- _Bloco de texto_:
↓
4. Quero sugerir o melhor aproveitamento do telão lateral ao palco, onde são expostos os comerciais de patrocinadores. A repetição desses comerciais, a cada composição, não promove ou retribui apoios, por excessiva. Assim, a este espaço seja conferido também à memória da Califórnia, projetando cada uma das Calhandras e seus vencedores Projetando também momentos valiosos deste fato cultural.
5. Entendo que o show de abertura deve ser cancelado, pois ele secundariza a apresentação das músicas concorrentes. Deslumbra o show com sua roupagem e fadiga o festival. Nossa percepção apreciativa de arte tem limites inexoráveis. Guardem-se os shows para o momento de avaliação das composições, por parte dos jurados.
6. Tenha a cidade, em local adequado, uma faixa, um banner, construção pictórica ou escultórica, onde se diga: Uruguaiana, cidade da Califórnia da Canção, um patrimônio cultural do Rio Grande. Busca-se assim conferir permanência do espírito Califórnia, evitando encarcerar o evento em seu calendário.
7. Creio, como tentei outrora, conferir um caráter nacional à Califórnia em sua repercussão. Músicos como Renato Texeira, Almir Sater, Fafá de Belém, revelam uma trajetória artística que nos faz rimados e irmanados às suas obras. Músicos cuja identidade fuja a estas similitudes, carecem de razão para suas presenças, mesmo que honrosas ou alarmantes sejam suas biografias profissionais.
↑
- _Requisitos da tarefa_:
1. Responda com base no texto:
(a) Segundo a faixa proposta para a cidade, Uruguaiana é a cidade de quê?
(b) O que o texto diz que deve ser feito com o show de abertura?
(c) Quais músicos são citados como exemplo no texto?
2. Devolva o trecho do texto que vai de "6. Tenha a cidade, em" até "suas biografias profissionais.", incluindo os dois.
Os dados que vêm depois não têm nada a ver com isto.

(Entradas de apontamento de objetos rotulados)
↓
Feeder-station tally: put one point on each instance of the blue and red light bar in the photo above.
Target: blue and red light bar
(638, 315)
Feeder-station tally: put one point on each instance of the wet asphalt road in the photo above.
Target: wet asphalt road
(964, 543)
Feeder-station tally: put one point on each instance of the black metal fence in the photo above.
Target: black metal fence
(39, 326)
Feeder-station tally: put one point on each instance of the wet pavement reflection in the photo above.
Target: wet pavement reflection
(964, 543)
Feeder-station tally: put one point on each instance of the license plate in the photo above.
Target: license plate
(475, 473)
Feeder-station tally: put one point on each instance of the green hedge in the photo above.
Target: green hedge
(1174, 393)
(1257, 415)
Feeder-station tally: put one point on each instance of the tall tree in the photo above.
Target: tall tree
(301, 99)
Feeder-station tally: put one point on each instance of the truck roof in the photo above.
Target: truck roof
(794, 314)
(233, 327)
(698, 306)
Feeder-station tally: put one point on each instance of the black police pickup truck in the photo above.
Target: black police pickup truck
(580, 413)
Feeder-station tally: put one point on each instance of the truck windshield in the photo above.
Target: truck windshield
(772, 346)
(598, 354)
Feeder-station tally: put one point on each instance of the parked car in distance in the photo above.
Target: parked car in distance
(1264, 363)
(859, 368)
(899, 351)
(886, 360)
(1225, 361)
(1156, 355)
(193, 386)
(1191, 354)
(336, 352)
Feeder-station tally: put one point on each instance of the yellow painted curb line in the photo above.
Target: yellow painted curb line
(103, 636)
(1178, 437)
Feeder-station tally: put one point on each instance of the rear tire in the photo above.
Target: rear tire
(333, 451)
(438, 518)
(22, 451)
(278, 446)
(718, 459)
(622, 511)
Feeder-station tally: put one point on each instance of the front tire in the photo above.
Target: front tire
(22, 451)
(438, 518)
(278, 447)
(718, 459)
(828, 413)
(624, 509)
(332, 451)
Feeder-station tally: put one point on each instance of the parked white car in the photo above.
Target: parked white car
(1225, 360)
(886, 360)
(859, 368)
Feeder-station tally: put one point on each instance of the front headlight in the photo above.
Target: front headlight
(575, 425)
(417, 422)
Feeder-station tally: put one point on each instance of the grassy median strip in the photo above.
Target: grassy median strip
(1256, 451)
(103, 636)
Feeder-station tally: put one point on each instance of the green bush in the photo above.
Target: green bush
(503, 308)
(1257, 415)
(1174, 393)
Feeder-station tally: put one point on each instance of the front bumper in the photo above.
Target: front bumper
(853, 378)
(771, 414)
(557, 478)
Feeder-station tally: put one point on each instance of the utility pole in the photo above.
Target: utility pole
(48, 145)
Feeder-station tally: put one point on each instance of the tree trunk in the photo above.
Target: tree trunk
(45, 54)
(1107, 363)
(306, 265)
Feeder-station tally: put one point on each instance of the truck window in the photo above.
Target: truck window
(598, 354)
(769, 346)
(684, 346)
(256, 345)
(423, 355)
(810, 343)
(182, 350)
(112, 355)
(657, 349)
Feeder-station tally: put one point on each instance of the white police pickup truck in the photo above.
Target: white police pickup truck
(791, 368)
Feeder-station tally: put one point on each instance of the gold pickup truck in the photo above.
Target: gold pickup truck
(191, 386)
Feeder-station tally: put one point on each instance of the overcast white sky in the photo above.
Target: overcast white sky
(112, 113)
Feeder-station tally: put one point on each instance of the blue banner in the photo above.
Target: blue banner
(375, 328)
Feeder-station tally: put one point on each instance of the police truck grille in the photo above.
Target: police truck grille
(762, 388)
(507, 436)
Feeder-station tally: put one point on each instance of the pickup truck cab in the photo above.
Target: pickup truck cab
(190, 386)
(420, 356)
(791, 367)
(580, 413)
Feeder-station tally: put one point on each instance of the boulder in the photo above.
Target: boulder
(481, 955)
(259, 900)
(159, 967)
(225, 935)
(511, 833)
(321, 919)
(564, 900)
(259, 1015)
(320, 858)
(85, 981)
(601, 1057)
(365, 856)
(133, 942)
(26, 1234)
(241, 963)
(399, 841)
↑
↓
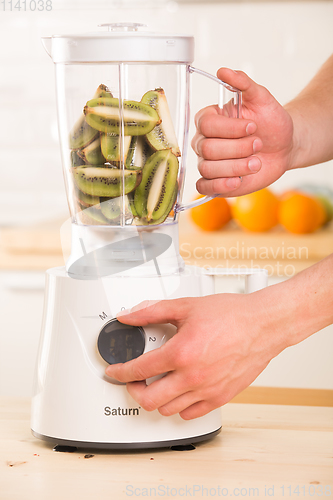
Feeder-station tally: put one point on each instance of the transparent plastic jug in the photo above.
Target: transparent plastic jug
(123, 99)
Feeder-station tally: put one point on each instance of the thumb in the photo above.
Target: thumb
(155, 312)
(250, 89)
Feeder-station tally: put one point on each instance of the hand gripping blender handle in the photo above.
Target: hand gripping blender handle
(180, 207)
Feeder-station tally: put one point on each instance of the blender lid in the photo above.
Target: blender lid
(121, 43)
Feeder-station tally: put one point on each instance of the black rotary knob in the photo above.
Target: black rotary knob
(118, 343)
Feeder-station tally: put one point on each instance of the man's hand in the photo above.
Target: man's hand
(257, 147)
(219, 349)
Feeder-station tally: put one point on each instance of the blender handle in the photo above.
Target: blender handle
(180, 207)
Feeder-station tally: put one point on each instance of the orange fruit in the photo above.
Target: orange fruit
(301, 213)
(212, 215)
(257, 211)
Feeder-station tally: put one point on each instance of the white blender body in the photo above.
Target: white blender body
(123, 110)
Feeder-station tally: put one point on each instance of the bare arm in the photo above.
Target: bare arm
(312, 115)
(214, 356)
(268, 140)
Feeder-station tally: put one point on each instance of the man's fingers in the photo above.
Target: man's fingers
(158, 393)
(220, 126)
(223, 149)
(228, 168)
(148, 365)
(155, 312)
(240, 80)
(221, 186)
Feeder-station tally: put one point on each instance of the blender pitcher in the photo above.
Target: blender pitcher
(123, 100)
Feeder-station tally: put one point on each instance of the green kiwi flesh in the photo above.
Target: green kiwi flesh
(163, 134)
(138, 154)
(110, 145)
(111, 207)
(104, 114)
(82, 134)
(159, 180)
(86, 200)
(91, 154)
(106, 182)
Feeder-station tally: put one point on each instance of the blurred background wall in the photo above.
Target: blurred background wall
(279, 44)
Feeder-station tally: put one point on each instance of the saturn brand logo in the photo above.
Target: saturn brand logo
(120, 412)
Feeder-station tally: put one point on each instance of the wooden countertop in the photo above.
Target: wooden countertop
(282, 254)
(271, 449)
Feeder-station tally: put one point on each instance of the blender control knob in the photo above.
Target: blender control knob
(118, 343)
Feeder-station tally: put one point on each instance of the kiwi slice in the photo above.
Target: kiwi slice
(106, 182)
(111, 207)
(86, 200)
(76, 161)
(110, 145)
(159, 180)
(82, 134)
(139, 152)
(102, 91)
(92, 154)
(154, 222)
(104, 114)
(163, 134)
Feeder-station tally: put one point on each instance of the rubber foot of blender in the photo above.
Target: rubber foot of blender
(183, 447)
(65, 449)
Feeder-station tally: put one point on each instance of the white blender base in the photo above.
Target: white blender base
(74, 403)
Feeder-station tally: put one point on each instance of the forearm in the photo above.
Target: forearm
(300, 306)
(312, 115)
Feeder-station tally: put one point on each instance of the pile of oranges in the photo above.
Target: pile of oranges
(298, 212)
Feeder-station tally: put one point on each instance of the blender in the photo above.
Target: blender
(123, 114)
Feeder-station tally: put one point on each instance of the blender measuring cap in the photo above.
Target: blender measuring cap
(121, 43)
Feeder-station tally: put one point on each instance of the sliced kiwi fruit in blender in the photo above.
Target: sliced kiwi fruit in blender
↑
↓
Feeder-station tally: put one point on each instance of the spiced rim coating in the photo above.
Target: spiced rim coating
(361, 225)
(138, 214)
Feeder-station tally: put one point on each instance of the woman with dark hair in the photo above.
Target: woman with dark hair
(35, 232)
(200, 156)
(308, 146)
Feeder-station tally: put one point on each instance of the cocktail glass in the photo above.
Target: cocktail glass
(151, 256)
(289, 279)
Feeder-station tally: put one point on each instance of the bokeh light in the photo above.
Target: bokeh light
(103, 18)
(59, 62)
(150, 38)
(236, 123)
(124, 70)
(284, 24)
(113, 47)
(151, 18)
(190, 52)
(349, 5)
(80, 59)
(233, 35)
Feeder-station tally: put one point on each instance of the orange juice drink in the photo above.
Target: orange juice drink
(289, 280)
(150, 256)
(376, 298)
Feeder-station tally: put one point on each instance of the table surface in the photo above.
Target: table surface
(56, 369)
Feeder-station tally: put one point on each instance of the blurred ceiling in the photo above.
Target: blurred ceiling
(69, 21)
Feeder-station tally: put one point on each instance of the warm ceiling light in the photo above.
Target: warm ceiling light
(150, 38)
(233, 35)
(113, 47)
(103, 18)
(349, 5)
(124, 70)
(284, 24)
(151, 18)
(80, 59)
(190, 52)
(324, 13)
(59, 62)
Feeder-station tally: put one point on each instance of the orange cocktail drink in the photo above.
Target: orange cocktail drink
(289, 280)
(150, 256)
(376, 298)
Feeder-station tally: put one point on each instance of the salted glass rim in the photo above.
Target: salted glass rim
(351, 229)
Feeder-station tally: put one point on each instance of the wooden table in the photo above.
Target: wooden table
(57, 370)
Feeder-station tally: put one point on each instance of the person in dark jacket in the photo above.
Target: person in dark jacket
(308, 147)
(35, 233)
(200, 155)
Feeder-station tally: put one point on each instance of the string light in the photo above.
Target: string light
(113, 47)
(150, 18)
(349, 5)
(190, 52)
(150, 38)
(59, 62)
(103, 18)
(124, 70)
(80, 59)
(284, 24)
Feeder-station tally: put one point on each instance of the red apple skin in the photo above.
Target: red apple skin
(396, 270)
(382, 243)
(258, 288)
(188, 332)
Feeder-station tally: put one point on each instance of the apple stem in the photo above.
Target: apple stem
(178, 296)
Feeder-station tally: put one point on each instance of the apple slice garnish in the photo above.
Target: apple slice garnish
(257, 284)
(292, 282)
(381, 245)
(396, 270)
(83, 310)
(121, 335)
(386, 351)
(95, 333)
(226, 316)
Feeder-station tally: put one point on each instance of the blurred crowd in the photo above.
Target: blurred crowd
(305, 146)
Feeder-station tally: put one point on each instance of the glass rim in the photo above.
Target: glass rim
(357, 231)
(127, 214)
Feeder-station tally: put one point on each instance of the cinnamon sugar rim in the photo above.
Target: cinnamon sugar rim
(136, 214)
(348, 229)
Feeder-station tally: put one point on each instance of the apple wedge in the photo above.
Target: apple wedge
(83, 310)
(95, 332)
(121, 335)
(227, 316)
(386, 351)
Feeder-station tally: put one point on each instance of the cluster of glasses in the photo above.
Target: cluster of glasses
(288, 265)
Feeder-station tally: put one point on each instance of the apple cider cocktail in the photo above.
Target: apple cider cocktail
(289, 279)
↑
- _Respostas esperadas_:
1.
(a) Da Califórnia da Canção.
(b) Deve ser cancelado.
(c) Renato Texeira, Almir Sater e Fafá de Belém.

2.
6. Tenha a cidade, em local adequado, uma faixa, um banner, construção pictórica ou escultórica, onde se diga: Uruguaiana, cidade da Califórnia da Canção, um patrimônio cultural do Rio Grande. Busca-se assim conferir permanência do espírito Califórnia, evitando encarcerar o evento em seu calendário.
7. Creio, como tentei outrora, conferir um caráter nacional à Califórnia em sua repercussão. Músicos como Renato Texeira, Almir Sater, Fafá de Belém, revelam uma trajetória artística que nos faz rimados e irmanados às suas obras. Músicos cuja identidade fuja a estas similitudes, carecem de razão para suas presenças, mesmo que honrosas ou alarmantes sejam suas biografias profissionais.